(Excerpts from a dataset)
-- Opening Marker --
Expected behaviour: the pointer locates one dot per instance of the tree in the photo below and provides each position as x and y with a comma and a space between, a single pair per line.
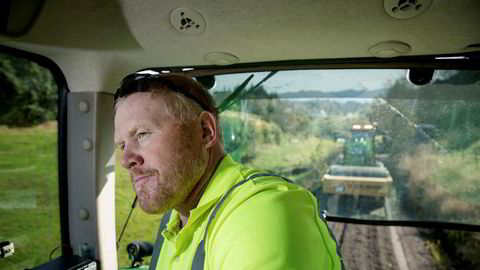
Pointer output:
28, 92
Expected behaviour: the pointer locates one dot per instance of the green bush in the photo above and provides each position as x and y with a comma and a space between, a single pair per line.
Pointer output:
28, 93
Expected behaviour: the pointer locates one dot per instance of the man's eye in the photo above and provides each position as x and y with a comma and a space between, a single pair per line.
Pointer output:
141, 135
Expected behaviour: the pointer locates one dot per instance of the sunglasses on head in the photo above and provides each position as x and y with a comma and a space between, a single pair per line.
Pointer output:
135, 83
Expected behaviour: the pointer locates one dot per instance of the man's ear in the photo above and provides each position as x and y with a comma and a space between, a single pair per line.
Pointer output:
209, 129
-- Closing Marker --
▸ REQUIREMENT
Pictures excluded, quote all the data above exactly.

▸ ANSWER SECTION
Expected behaviour: the pointer locates one dot per instance of the tree in the photo below and provides each position as x and y with a comma and a space between, a single pair per line.
Pointer output:
28, 92
Expected behaviour: the pointer locates one dot per instance of the green bush in the photo above and provides each position as x and y with a comma and a space between, a single pair per line.
Pointer output:
28, 93
Expected behaviour: the pointer locates one dot per instance of the man's eye in the photo above and provides each position as x and y with a comma and a space between, a single pair per line.
Pointer output:
141, 135
Expected behaviour: the pointer locates one dot per instance of the sunglasses on head in the photo above and provides each position as x and y with a comma and a space between, a single pair per line.
Pointer output:
135, 83
Expected behaviour: the pointer locates one dot per instance of the man's ear in the photo above and provides each position as x and y with a comma and a space between, a single pair per line.
Pointer output:
209, 129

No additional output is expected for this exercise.